WHAT THE TASK ASKS: Down to the last line, output the records below exactly.

DATA SECTION:
=== Section Start ===

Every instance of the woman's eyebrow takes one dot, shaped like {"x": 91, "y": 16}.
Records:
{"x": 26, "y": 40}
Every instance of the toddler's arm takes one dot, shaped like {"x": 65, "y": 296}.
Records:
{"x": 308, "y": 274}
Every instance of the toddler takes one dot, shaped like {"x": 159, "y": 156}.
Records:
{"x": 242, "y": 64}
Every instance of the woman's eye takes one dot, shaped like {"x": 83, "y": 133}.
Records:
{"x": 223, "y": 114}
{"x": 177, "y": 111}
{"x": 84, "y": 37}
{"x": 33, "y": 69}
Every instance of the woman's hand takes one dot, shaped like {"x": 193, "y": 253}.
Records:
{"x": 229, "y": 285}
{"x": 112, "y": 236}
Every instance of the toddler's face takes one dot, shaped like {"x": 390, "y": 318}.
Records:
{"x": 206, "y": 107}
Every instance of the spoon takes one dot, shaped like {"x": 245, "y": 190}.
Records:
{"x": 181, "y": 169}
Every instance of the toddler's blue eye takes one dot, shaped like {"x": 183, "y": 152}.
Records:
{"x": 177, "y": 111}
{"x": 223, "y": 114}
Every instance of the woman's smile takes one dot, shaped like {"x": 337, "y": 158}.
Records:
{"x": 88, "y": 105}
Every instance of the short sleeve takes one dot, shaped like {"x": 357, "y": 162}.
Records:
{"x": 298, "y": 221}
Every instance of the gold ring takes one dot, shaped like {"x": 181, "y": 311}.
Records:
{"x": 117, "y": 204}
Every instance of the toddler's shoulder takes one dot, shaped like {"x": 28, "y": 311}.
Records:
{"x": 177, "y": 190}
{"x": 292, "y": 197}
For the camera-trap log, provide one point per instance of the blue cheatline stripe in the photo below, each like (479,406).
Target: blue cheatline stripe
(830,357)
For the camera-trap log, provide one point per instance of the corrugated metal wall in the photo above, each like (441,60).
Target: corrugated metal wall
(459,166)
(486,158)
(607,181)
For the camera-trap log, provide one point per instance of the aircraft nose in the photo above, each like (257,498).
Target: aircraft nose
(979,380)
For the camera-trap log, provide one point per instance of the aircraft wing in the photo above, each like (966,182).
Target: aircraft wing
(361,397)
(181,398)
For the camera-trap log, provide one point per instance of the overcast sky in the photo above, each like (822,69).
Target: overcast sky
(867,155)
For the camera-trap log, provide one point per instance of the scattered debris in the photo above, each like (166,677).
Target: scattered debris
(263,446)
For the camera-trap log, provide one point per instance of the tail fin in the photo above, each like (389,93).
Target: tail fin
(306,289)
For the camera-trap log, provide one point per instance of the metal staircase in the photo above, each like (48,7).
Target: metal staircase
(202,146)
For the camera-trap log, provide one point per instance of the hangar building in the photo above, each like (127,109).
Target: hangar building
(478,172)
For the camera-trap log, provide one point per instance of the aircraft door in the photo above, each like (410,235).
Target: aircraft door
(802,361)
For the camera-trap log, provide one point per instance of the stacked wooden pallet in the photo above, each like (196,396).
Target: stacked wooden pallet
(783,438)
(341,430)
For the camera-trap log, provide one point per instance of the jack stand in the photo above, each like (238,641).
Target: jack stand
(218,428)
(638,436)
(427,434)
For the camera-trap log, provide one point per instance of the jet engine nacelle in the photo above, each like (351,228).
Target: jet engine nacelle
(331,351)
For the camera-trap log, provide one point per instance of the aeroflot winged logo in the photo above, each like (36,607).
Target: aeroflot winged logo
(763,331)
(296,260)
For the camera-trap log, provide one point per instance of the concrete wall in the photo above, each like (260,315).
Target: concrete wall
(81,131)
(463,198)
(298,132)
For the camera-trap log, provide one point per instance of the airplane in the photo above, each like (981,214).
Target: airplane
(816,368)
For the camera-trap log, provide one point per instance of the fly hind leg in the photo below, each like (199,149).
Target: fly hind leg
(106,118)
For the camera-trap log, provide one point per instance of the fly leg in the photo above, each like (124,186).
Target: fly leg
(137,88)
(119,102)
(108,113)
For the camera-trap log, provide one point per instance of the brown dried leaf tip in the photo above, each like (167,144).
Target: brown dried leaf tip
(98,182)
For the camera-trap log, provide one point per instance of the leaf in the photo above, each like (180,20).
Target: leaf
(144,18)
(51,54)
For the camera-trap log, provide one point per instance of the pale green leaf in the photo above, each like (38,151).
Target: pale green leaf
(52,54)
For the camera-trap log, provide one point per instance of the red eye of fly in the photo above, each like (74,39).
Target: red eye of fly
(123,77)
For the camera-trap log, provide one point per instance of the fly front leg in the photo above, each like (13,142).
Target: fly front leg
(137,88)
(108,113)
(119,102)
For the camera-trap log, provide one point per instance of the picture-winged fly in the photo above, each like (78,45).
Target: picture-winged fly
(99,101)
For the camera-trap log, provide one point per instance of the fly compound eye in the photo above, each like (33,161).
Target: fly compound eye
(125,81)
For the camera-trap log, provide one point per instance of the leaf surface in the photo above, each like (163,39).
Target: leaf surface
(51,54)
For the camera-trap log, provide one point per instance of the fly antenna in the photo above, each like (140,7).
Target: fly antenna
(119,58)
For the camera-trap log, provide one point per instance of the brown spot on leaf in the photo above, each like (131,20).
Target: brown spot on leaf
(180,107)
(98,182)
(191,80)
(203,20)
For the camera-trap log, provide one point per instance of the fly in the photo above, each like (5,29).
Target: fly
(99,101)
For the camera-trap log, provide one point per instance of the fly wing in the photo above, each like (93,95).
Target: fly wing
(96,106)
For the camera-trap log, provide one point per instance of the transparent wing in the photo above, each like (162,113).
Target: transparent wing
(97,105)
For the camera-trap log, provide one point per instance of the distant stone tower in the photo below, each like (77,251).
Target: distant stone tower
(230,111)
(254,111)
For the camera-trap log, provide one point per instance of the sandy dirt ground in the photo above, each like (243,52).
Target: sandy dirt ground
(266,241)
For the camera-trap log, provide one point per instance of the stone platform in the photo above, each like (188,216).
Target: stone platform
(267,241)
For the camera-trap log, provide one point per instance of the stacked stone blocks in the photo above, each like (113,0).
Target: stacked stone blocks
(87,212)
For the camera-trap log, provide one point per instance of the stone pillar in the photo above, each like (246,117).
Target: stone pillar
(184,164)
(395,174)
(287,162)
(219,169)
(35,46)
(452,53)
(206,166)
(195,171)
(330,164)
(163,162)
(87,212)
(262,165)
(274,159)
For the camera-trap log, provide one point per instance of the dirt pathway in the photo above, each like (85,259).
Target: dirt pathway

=== Section End ===

ANSWER TO THIS EXERCISE:
Every instance of the woman's eyebrow takes one dot, shaped like {"x": 91, "y": 16}.
Records:
{"x": 26, "y": 40}
Every instance of the toddler's arm takes one dot, shaped like {"x": 65, "y": 296}.
Records:
{"x": 308, "y": 274}
Every instance of the toddler takes one dot, shaped like {"x": 159, "y": 156}.
Records:
{"x": 242, "y": 64}
Every instance of the woman's eye takes one dot, shaped like {"x": 83, "y": 133}.
Records:
{"x": 223, "y": 114}
{"x": 177, "y": 111}
{"x": 84, "y": 37}
{"x": 33, "y": 69}
Every instance of the woman's hand takes one dot, shaped like {"x": 193, "y": 253}.
Records:
{"x": 229, "y": 285}
{"x": 112, "y": 236}
Every instance of the toddler's face takes one dot, shaped like {"x": 390, "y": 318}.
Records:
{"x": 206, "y": 107}
Every instance of the spoon takes one dot, shaped like {"x": 245, "y": 190}.
Records:
{"x": 181, "y": 169}
Every instance of the toddler's blue eye takes one dot, shaped like {"x": 183, "y": 152}.
Records:
{"x": 177, "y": 111}
{"x": 223, "y": 114}
Every instance of the woman's smile takes one dot, shaped like {"x": 337, "y": 158}.
Records:
{"x": 88, "y": 105}
Every instance of the short sleeve takes one dot, shaped like {"x": 357, "y": 162}.
Records:
{"x": 298, "y": 221}
Every instance of the gold ring takes one dot, shaped like {"x": 181, "y": 311}.
Records:
{"x": 117, "y": 204}
Every instance of the toddler's shoulder takes one dot, shaped like {"x": 28, "y": 311}.
Records:
{"x": 177, "y": 190}
{"x": 292, "y": 197}
For the camera-trap log, provide one point per instance of the blue cheatline stripe in the photo below, each like (479,406).
Target: blue cheatline stripe
(830,357)
For the camera-trap log, provide one point per instance of the corrugated metal wall in the photo above, each like (441,60).
Target: corrugated metal wall
(459,166)
(486,158)
(607,181)
For the camera-trap log, provide one point per instance of the aircraft nose in the photo above, each like (257,498).
Target: aircraft nose
(979,380)
For the camera-trap log, provide one point per instance of the aircraft wing in the photo above, each like (966,182).
Target: aircraft wing
(361,397)
(181,398)
For the camera-trap log, provide one point per instance of the overcast sky in the photo above, each like (822,69).
Target: overcast sky
(867,155)
For the camera-trap log, provide one point per instance of the scattered debris in the photo above, each like (166,677).
Target: scattered debris
(263,446)
For the camera-trap log, provide one point per instance of the tail fin in the photo above, each like (389,93).
Target: tail fin
(306,289)
For the camera-trap log, provide one point per instance of the metal staircase in the photo above, each like (48,7).
Target: metal staircase
(202,146)
For the camera-trap log, provide one point per instance of the hangar building in the photo above, each like (127,109).
Target: hangar building
(478,172)
For the camera-trap log, provide one point per instance of the aircraft door in the photo above, each like (410,235).
Target: aircraft door
(802,361)
For the camera-trap log, provide one point per instance of the stacked wooden pallet in the photo above, each like (196,396).
Target: stacked wooden pallet
(783,438)
(341,430)
For the camera-trap log, provide one point per instance of the jack stand in the photo above, each like (238,641).
Target: jack stand
(218,428)
(638,436)
(427,434)
For the camera-trap log, provide one point per instance of the jet engine nacelle in the photo above, each like (351,228).
Target: jet engine nacelle
(331,351)
For the camera-trap log, provide one point per instance of the aeroflot winged logo in the photo above, each like (36,607).
Target: aeroflot winged logo
(763,331)
(296,260)
For the camera-trap log, provide one point per instance of the concrete wall in the photo above, each like (260,315).
Target: concrete wall
(81,131)
(463,198)
(298,132)
For the camera-trap log, provide one point per instance of the airplane in the photo above, each like (981,214).
Target: airplane
(816,368)
For the camera-trap log, provide one point per instance of the fly hind leg in the photo below, each like (199,149).
Target: fly hind leg
(106,118)
For the camera-trap log, provide one point per instance of the fly leg in the photo above, each like (124,186).
Target: fly leg
(137,88)
(119,102)
(108,113)
For the camera-trap log, provide one point per instance of the brown dried leaf tip in the photo above, each like (167,144).
Target: brown dried leaf tip
(98,182)
For the camera-trap log, provide one point per instance of the leaf in the photo above, each like (180,20).
Target: leaf
(144,18)
(51,54)
For the camera-trap log, provide one point per instance of the pale green leaf in the photo above, each like (38,151).
Target: pale green leaf
(52,54)
For the camera-trap log, provide one point per instance of the red eye of fly in the photo above, each like (74,39).
Target: red eye of fly
(123,77)
For the camera-trap log, provide one point per instance of the fly front leg in the photo above, each like (13,142).
Target: fly front leg
(137,88)
(108,113)
(119,102)
For the camera-trap log, provide one point per instance of the picture-winged fly in the photo above, each like (78,45).
Target: picture-winged fly
(99,101)
For the camera-trap log, provide one point per instance of the fly compound eye in the photo above, each like (33,161).
Target: fly compound eye
(125,81)
For the camera-trap log, provide one point per instance of the leaf surface in the photo above, each like (163,39).
Target: leaf surface
(51,54)
For the camera-trap log, provide one point per instance of the fly antenna in the photo above, each like (140,7).
Target: fly antenna
(119,58)
For the camera-trap log, provide one point per instance of the brown spot on leaf in the photo above, each like (131,20).
Target: brown spot on leaf
(180,107)
(98,182)
(191,80)
(203,20)
For the camera-trap log, provide one point per instance of the fly in the photo above, each like (5,29).
Target: fly
(99,101)
For the camera-trap log, provide one point per instance of the fly wing in the photo above, each like (93,95).
Target: fly wing
(96,106)
For the camera-trap log, provide one point per instance of the transparent wing in the photo above, each like (162,113).
Target: transparent wing
(97,105)
For the camera-trap log, provide one point per instance of the distant stone tower in the photo below, each like (77,251).
Target: distant stone tower
(230,111)
(254,111)
For the camera-trap log, provide one point per instance of the sandy dirt ground in the photo above, each like (243,52).
Target: sandy dirt ground
(266,241)
For the camera-trap log, provide one point per instance of the stone platform in the photo above, each like (188,216).
Target: stone platform
(267,241)
For the camera-trap log, provide one point per instance of the stacked stone blocks in the photo above, each like (113,0).
Target: stacked stone blocks
(87,212)
For the camera-trap log, provide one point per instance of the stone pillar in the photo above, each like (246,117).
Target: stone pillar
(184,164)
(395,174)
(287,162)
(219,169)
(35,46)
(452,53)
(206,166)
(195,171)
(330,164)
(163,162)
(87,212)
(262,165)
(274,159)
For the camera-trap log, provide one point per instance of the dirt pathway in the photo above, each like (85,259).
Target: dirt pathway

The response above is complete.